PROBLEM TO WORK ON: Retype the data exactly, beginning at the line that contains "Outline every instance of the man's" and stopping after the line that contains "M 564 114 L".

MATERIAL PROVIDED:
------------------------------------------------------------
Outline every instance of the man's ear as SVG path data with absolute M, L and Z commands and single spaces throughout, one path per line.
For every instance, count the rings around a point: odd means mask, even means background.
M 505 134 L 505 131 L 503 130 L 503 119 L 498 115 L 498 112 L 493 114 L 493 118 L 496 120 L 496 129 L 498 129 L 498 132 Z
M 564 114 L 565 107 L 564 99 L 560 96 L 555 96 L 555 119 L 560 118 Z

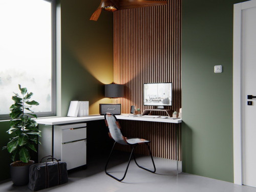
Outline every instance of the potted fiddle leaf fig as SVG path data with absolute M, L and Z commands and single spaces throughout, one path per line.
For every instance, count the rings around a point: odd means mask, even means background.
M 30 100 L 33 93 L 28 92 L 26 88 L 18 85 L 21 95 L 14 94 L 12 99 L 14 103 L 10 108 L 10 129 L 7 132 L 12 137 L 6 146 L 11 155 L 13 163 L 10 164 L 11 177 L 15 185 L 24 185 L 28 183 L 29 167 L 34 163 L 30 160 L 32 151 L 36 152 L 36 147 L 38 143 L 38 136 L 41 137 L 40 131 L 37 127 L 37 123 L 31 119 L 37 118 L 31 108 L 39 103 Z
------------------------------------------------------------
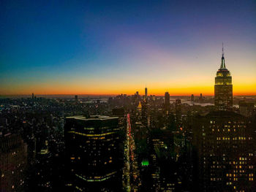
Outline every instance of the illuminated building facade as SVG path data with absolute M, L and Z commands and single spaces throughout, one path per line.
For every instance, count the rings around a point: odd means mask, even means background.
------------------------------------------------------------
TASK OUTPUT:
Outline every instance of the man's ear as SVG path data with absolute M, L and Z commands and single spaces throughout, one path per line.
For every instance, count the rings around a point: odd means mask, even means background.
M 505 134 L 505 131 L 503 130 L 503 119 L 498 115 L 498 112 L 493 114 L 493 118 L 496 120 L 496 129 L 498 129 L 498 132 Z
M 564 114 L 565 107 L 564 99 L 560 96 L 555 96 L 555 119 L 560 118 Z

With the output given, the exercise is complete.